- **Exercise description**
Reproduce the lines of the material below, starting at the line with "Output form: <point>985,421</point>" and continuing up to and including the line with "<point>539,634</point>".
#### Given records
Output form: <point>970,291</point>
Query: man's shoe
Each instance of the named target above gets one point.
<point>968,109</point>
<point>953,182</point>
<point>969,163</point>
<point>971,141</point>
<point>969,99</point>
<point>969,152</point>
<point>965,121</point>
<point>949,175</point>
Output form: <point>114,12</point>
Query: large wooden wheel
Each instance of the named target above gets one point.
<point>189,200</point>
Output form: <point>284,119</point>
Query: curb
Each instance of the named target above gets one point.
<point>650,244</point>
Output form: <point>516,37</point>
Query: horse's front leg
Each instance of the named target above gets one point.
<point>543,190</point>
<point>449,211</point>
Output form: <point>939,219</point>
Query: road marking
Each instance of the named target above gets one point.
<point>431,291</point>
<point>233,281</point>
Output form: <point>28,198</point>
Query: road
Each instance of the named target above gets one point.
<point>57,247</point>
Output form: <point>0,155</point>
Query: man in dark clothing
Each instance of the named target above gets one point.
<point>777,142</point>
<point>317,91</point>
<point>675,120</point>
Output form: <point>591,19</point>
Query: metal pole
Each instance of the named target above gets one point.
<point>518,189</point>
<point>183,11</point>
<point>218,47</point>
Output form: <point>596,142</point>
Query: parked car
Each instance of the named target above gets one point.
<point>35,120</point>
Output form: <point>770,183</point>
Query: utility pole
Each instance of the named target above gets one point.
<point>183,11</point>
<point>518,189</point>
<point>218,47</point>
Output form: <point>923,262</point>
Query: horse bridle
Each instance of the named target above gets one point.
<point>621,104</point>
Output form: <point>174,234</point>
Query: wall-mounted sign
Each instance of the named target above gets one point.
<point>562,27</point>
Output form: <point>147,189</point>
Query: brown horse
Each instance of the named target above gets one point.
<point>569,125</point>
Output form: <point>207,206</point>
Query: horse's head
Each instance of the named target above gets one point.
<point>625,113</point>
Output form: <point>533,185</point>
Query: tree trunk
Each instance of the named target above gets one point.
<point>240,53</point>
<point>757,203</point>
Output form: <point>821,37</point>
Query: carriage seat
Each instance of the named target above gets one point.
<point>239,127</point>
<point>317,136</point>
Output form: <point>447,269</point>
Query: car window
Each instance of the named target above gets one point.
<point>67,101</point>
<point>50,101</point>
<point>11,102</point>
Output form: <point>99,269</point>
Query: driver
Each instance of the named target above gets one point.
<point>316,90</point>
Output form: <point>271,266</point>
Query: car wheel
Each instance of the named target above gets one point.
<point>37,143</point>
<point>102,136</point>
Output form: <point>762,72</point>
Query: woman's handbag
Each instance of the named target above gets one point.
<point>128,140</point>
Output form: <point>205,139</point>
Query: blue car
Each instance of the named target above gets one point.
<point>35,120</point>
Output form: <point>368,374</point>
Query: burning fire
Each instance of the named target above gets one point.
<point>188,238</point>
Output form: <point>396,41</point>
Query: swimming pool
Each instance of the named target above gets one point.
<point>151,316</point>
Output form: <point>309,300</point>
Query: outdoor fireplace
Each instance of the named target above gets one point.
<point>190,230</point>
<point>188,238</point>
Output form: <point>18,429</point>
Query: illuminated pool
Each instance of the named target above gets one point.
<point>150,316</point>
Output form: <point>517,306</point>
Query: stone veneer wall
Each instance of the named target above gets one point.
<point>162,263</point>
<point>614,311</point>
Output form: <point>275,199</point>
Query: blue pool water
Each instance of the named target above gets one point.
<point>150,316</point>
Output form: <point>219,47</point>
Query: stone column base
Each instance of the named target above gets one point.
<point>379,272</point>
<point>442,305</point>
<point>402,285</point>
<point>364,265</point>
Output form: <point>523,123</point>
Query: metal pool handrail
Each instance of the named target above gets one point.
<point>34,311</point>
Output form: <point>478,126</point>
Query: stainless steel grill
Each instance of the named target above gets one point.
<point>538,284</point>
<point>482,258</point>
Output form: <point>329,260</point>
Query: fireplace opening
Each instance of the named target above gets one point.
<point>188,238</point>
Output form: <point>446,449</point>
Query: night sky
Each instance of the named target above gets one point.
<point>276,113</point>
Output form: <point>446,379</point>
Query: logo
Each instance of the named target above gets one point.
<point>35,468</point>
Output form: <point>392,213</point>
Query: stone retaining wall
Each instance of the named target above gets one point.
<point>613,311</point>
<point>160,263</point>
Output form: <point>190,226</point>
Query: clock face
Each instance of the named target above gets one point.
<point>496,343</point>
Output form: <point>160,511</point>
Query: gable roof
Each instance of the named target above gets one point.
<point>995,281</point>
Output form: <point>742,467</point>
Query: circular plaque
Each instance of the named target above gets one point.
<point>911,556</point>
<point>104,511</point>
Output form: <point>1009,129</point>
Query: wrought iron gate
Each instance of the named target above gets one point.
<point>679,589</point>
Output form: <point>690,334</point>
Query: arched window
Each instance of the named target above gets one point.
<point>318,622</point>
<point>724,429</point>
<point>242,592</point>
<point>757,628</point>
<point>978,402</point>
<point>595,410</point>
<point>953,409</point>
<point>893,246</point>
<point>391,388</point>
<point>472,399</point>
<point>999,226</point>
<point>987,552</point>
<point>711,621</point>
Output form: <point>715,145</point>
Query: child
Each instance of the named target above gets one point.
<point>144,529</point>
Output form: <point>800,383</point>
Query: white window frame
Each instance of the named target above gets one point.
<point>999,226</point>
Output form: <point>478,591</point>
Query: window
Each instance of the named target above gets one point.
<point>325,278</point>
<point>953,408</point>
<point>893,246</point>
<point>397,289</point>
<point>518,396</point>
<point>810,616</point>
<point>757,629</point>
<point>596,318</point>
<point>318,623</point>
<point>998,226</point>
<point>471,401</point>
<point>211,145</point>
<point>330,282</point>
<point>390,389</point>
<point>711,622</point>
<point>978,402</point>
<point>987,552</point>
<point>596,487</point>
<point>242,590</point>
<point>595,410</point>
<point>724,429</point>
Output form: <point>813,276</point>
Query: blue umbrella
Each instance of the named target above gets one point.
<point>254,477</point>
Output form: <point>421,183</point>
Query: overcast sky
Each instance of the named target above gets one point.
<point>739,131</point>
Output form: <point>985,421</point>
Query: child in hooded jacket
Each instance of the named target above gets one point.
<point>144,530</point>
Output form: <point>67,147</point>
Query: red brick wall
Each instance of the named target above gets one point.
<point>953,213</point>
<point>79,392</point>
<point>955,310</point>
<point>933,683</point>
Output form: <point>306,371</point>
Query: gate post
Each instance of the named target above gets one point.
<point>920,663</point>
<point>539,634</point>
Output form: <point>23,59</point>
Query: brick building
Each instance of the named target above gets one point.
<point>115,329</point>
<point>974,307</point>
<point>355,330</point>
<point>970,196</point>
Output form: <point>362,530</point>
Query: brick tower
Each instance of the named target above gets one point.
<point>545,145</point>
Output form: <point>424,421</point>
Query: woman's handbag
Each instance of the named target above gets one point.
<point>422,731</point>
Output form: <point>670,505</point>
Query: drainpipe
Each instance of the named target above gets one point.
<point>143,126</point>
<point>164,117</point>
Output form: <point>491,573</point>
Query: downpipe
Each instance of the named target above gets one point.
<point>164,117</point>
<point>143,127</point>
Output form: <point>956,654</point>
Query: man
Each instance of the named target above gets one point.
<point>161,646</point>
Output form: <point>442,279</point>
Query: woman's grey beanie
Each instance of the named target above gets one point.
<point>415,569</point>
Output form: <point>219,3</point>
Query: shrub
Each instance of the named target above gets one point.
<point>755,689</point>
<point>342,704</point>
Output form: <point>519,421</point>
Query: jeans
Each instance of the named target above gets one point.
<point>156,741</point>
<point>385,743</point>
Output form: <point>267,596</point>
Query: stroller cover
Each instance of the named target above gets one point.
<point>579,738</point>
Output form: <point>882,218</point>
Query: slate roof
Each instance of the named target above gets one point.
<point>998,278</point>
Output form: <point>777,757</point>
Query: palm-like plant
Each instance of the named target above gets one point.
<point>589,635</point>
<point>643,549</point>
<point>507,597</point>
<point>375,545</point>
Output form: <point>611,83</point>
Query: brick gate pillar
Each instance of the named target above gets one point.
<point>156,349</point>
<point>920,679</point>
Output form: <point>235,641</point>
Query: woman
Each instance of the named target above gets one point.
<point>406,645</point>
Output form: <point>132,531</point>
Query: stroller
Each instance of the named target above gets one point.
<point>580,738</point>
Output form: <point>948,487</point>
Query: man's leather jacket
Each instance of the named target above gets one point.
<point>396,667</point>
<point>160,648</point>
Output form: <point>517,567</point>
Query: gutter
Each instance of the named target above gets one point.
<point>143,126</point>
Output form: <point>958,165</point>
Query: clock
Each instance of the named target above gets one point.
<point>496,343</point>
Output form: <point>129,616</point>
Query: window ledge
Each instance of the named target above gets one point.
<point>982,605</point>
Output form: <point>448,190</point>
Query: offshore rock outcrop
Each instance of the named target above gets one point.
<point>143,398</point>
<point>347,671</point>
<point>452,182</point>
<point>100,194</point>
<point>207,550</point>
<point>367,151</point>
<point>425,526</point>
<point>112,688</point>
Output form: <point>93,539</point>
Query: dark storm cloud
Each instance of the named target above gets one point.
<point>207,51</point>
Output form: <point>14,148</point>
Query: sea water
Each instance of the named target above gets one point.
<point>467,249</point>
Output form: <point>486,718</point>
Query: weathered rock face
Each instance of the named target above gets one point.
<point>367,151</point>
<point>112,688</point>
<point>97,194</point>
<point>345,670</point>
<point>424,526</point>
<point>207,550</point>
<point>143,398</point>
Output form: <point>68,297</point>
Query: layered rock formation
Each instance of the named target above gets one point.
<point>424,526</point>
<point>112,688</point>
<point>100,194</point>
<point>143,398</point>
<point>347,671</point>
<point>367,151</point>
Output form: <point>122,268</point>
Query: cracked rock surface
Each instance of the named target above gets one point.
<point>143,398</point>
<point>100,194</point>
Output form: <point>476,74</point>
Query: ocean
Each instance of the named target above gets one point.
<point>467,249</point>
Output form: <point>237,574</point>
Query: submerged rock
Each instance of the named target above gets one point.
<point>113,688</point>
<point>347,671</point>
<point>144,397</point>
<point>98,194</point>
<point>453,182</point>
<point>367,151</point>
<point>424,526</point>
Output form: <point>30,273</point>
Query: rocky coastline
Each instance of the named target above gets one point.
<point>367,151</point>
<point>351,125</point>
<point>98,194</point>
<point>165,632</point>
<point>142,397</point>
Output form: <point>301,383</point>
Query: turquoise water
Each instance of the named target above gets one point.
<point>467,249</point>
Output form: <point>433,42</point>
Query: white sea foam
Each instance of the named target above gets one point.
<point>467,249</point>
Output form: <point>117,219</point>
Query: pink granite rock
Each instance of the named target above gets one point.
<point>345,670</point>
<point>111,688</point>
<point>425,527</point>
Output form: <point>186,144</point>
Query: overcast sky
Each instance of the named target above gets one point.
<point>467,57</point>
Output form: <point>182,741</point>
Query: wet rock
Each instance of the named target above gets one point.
########
- **The answer**
Output form: <point>985,421</point>
Query: child in hooded jacket
Each instance of the named target above gets one point.
<point>144,530</point>
Output form: <point>67,147</point>
Query: red brick wall
Each instance of the named target above gets one point.
<point>953,213</point>
<point>79,392</point>
<point>955,310</point>
<point>933,683</point>
Output form: <point>306,371</point>
Query: gate post
Each instance of the named target above gets one point.
<point>920,663</point>
<point>539,634</point>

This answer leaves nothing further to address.